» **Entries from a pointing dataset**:
_____

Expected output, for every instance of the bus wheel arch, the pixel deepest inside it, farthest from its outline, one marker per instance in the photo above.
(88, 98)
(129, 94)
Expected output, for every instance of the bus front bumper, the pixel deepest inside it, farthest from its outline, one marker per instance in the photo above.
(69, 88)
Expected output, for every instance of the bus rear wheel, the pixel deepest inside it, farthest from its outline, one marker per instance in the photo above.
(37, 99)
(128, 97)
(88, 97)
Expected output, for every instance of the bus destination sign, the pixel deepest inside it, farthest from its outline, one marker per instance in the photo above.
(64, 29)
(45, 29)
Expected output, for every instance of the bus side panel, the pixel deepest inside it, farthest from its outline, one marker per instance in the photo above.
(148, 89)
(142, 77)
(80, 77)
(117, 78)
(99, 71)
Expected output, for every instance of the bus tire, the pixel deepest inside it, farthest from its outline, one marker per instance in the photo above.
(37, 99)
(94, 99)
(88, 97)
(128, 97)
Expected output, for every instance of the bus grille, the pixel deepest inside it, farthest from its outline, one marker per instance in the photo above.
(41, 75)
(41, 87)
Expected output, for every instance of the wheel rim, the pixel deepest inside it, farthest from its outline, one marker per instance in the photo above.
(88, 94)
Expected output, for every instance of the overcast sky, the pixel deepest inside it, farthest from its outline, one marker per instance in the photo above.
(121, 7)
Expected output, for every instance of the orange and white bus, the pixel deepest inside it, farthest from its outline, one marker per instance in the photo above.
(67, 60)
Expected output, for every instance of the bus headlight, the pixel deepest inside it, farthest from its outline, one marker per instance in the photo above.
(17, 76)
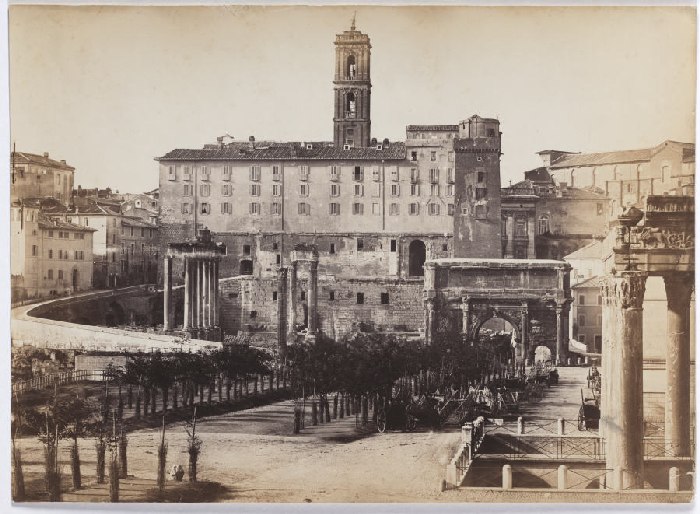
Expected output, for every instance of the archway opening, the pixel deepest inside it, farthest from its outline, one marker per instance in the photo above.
(416, 258)
(350, 68)
(246, 267)
(350, 107)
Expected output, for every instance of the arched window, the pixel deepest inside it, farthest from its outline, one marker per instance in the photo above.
(350, 105)
(350, 67)
(416, 258)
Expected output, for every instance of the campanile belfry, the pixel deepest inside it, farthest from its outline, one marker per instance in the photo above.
(352, 85)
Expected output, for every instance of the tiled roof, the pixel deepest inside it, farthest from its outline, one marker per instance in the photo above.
(31, 158)
(48, 205)
(539, 175)
(619, 157)
(593, 250)
(131, 221)
(589, 282)
(261, 151)
(52, 224)
(432, 128)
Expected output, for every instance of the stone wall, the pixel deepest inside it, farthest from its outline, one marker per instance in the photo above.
(249, 304)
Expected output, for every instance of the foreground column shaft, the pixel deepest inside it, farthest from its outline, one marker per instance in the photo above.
(677, 415)
(624, 429)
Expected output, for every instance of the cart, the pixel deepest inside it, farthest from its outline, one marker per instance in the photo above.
(395, 416)
(588, 414)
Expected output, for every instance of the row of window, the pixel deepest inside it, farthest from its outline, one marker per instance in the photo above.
(61, 234)
(304, 209)
(131, 232)
(78, 255)
(358, 173)
(304, 190)
(49, 274)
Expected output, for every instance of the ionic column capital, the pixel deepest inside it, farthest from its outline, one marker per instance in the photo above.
(626, 289)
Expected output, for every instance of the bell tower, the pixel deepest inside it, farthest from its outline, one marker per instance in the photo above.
(351, 118)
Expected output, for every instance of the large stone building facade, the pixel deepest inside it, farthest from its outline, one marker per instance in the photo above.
(48, 256)
(373, 210)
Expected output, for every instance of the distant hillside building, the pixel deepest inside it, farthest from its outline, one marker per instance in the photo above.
(627, 177)
(36, 176)
(374, 210)
(48, 256)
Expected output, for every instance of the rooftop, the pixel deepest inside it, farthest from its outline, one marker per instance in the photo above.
(432, 128)
(41, 160)
(593, 250)
(293, 151)
(617, 157)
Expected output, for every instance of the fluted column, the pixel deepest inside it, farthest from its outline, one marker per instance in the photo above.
(679, 287)
(198, 288)
(215, 297)
(622, 378)
(429, 320)
(168, 293)
(187, 323)
(312, 297)
(466, 310)
(206, 284)
(561, 350)
(282, 311)
(292, 304)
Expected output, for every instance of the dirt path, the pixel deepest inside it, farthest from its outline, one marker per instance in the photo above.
(255, 455)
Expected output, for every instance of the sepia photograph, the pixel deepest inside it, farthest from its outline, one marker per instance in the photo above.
(351, 254)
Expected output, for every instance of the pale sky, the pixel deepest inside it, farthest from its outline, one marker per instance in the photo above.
(110, 88)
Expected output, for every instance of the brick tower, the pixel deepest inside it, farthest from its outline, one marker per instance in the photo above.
(477, 221)
(351, 118)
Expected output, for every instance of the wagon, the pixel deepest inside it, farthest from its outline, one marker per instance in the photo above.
(395, 416)
(588, 413)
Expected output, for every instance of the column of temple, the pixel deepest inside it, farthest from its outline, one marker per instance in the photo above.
(312, 296)
(205, 293)
(198, 293)
(187, 323)
(466, 312)
(168, 293)
(509, 234)
(679, 288)
(291, 304)
(215, 296)
(282, 310)
(561, 351)
(524, 331)
(623, 372)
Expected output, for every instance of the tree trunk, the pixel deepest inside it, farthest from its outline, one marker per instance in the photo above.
(146, 400)
(123, 469)
(18, 490)
(101, 448)
(154, 397)
(75, 465)
(137, 413)
(165, 399)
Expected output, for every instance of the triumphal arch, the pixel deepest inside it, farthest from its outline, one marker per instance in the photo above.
(534, 296)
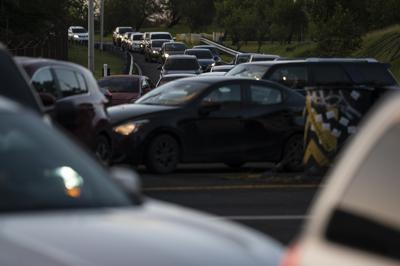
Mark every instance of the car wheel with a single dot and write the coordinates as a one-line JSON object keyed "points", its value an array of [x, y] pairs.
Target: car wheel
{"points": [[235, 165], [162, 154], [293, 154], [103, 150]]}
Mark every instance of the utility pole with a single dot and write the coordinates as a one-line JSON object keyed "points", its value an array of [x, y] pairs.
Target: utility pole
{"points": [[91, 36], [101, 23]]}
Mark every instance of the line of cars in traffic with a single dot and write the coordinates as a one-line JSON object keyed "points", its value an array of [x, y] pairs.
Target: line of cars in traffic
{"points": [[53, 193]]}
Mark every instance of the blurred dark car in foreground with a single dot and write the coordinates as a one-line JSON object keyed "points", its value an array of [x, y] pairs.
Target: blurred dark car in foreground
{"points": [[80, 104], [172, 48], [204, 56], [59, 207], [214, 119], [120, 89], [180, 64], [298, 74], [356, 218], [171, 77]]}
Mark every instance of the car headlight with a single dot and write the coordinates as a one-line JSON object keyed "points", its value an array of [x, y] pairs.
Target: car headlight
{"points": [[130, 127]]}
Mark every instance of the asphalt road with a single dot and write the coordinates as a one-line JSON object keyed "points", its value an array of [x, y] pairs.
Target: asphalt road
{"points": [[274, 204]]}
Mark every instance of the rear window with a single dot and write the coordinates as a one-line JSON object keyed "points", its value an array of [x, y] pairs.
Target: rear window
{"points": [[181, 64], [248, 71], [377, 74], [161, 36], [120, 85], [201, 54], [175, 47]]}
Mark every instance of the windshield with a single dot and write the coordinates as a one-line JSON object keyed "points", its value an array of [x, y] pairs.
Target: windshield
{"points": [[120, 85], [181, 64], [55, 174], [125, 30], [157, 44], [200, 54], [161, 36], [248, 71], [175, 47], [173, 93], [79, 30]]}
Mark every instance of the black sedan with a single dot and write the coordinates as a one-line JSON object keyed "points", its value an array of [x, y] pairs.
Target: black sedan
{"points": [[213, 119]]}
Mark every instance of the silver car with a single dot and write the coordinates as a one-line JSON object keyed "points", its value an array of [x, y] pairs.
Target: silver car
{"points": [[59, 207], [356, 218]]}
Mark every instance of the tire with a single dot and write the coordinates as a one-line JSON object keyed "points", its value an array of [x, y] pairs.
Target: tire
{"points": [[103, 150], [235, 165], [162, 155], [293, 154]]}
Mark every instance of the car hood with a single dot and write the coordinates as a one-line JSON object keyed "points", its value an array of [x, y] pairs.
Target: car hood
{"points": [[154, 234], [124, 112]]}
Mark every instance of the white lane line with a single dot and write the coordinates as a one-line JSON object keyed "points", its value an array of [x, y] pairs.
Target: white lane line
{"points": [[264, 217]]}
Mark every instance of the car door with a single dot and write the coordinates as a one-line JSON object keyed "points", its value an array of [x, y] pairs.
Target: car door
{"points": [[218, 128], [266, 121]]}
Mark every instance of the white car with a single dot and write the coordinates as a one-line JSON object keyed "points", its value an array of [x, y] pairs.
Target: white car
{"points": [[356, 218], [59, 207], [78, 33]]}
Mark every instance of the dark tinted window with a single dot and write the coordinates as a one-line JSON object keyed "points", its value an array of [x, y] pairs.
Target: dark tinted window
{"points": [[370, 73], [157, 43], [124, 30], [329, 74], [175, 47], [200, 54], [120, 85], [181, 64], [225, 94], [161, 36], [264, 95], [55, 175], [137, 37], [79, 30], [291, 76], [70, 83], [43, 81], [248, 71]]}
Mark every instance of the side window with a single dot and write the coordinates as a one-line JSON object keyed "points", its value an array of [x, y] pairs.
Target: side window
{"points": [[43, 81], [70, 82], [262, 95], [225, 94], [290, 76], [367, 216]]}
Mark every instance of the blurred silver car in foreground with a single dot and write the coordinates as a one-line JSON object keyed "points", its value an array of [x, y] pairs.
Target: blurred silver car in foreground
{"points": [[59, 207], [356, 219]]}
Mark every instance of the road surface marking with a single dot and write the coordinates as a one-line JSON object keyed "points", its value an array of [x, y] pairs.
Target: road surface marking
{"points": [[264, 217], [226, 187]]}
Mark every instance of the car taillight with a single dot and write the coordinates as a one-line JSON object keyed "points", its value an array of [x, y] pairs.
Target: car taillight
{"points": [[291, 257]]}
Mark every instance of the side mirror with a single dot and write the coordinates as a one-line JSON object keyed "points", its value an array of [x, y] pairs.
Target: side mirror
{"points": [[207, 108], [128, 180], [47, 99]]}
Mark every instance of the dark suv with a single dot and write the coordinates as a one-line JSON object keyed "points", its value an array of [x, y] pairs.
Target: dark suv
{"points": [[298, 74], [80, 105]]}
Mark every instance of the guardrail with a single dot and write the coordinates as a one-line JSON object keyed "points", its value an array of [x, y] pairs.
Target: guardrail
{"points": [[219, 46]]}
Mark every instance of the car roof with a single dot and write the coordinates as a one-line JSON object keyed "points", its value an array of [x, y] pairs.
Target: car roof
{"points": [[182, 56]]}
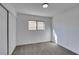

_____

» **Set exercise**:
Find every line in the listing above that contains the string "lane", matching case exactly, and copy each of those lines in full.

» **Response**:
Mark every instance of the white lane line with a single dot and write the coordinates as a one-line JSON object keyed "points", its value an array of [x, y] pairs.
Target: white lane line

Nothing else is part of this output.